_INSTRUÇÃO DADA A:_
Responda, com base no texto sobre denúncias nas redes sociais:
(i) Em quais redes o texto diz que já foram denunciados usos indevidos das imagens?
(ii) O que o usuário recebe depois que a plataforma remove a publicação?
(iii) Segundo o texto, o que é possível fazer quando não se tem o link da publicação autorizada?

_TEXTO FORNECIDO:_
Fazer uma denúncia oficial nas redes sociais

Encontrou algum perfil utilizando suas imagens sem autorização nas redes sociais? Denuncie! Eu já denunciei usos indevidos das minhas imagens no Pinterest e no Instagram, as redes que mais uso, e tive sucesso (yas!!) – a resposta é bem rápida, inclusive. A plataforma remove a publicação, e o usuário recebe um e-mail notificando que a publicação foi removida. O processo não é tão intuitivo, especialmente no Instagram, então aqui abaixo compartilho um passo-a-passo que talvez ajude:

no INSTAGRAM,

  1. acesse esse link
  2. prossiga para “Saiba mais sobre a denúncia de violações de direitos autorais.”
  3. clique em “este formulário“, e
  4. o preencha com todas as informações corretas – dentre outras coisas, vão pedir seu nome completo, endereço postal, o link da publicação com uso indevido e um link onde seja possível encontrar a publicação autorizada; se você não tiver esse link, é possível enviar um arquivo, também.

_REGISTROS EXIBIDOS:_
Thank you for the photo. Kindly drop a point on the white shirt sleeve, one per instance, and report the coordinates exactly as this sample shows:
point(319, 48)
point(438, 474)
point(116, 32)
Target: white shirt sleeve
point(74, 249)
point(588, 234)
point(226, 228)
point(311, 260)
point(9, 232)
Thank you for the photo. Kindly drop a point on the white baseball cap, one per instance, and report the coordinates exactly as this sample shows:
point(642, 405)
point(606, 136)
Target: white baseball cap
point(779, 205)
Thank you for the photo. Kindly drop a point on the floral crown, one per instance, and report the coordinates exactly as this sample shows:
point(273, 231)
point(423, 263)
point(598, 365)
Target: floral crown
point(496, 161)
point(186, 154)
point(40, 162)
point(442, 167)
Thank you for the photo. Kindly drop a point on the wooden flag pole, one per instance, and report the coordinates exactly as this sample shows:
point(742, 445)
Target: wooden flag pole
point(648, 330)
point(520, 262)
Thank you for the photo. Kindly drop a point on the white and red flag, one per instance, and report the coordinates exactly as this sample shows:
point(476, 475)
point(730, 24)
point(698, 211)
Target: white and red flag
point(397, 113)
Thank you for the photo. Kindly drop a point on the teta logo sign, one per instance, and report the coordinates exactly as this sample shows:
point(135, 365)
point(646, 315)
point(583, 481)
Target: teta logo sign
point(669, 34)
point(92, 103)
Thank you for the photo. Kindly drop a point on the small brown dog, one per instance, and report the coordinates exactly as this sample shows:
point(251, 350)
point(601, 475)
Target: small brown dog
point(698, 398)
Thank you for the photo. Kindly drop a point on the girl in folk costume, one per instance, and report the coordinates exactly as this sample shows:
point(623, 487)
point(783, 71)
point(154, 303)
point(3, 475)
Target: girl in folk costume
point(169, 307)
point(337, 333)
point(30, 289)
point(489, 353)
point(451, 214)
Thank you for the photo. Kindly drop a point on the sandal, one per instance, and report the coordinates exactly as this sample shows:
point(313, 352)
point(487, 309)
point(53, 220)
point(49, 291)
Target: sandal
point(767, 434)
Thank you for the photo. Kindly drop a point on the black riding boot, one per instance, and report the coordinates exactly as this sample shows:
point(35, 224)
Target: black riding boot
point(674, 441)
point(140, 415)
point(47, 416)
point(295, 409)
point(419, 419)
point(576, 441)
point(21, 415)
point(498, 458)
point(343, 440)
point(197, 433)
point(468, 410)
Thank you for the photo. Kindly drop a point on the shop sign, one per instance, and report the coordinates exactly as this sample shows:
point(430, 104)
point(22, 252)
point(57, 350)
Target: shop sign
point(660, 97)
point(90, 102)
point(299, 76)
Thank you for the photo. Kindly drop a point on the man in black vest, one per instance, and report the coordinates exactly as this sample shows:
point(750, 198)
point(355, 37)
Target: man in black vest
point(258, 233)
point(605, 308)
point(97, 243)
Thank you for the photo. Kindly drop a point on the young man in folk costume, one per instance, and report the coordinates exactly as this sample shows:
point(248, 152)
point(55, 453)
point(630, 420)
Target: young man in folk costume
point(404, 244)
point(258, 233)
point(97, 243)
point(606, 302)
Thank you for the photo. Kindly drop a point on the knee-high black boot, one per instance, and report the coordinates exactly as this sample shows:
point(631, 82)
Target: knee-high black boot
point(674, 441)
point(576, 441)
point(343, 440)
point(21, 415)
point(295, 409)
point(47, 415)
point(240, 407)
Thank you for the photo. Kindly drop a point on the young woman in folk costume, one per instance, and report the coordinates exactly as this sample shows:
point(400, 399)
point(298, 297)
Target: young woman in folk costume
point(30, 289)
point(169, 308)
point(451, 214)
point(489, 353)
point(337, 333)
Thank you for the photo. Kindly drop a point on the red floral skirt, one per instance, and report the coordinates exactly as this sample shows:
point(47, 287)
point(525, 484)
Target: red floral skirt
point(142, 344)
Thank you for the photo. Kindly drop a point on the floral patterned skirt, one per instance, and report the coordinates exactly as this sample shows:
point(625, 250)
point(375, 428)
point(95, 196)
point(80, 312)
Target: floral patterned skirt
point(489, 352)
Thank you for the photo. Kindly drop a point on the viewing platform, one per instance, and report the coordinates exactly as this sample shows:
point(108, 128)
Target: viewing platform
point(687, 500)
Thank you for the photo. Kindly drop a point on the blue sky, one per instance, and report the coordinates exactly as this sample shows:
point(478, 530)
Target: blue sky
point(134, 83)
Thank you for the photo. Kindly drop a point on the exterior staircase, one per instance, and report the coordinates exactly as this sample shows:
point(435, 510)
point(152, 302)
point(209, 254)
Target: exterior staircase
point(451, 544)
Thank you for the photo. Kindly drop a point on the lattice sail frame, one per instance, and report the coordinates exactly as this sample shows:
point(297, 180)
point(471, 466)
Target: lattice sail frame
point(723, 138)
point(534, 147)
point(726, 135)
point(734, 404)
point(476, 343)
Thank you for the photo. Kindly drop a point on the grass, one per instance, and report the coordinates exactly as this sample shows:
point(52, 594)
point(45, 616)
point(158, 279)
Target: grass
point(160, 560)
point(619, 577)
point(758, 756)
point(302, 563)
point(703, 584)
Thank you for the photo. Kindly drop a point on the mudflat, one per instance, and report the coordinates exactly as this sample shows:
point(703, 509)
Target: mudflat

_INSTRUÇÃO DADA B:_
Converta em lista numerada o trecho dos registros que começa na primeira linha e termina na linha que contém "point(397, 113)", incluindo as duas. Deixe de fora as linhas em branco.

_SOLUÇÃO ESCRITA A:_
(i) No Pinterest e no Instagram.
(ii) Um e-mail notificando que a publicação foi removida.
(iii) É possível enviar um arquivo.

_SOLUÇÃO ESCRITA B:_
1. Thank you for the photo. Kindly drop a point on the white shirt sleeve, one per instance, and report the coordinates exactly as this sample shows:
2. point(319, 48)
3. point(438, 474)
4. point(116, 32)
5. Target: white shirt sleeve
6. point(74, 249)
7. point(588, 234)
8. point(226, 228)
9. point(311, 260)
10. point(9, 232)
11. Thank you for the photo. Kindly drop a point on the white baseball cap, one per instance, and report the coordinates exactly as this sample shows:
12. point(642, 405)
13. point(606, 136)
14. Target: white baseball cap
15. point(779, 205)
16. Thank you for the photo. Kindly drop a point on the floral crown, one per instance, and report the coordinates exactly as this sample shows:
17. point(273, 231)
18. point(423, 263)
19. point(598, 365)
20. Target: floral crown
21. point(496, 161)
22. point(186, 154)
23. point(40, 162)
24. point(442, 167)
25. Thank you for the photo. Kindly drop a point on the wooden flag pole, one per instance, and report the coordinates exactly as this sample shows:
26. point(742, 445)
27. Target: wooden flag pole
28. point(648, 330)
29. point(520, 262)
30. Thank you for the photo. Kindly drop a point on the white and red flag, one per instance, and report the coordinates exactly as this sample shows:
31. point(476, 475)
32. point(730, 24)
33. point(698, 211)
34. Target: white and red flag
35. point(397, 113)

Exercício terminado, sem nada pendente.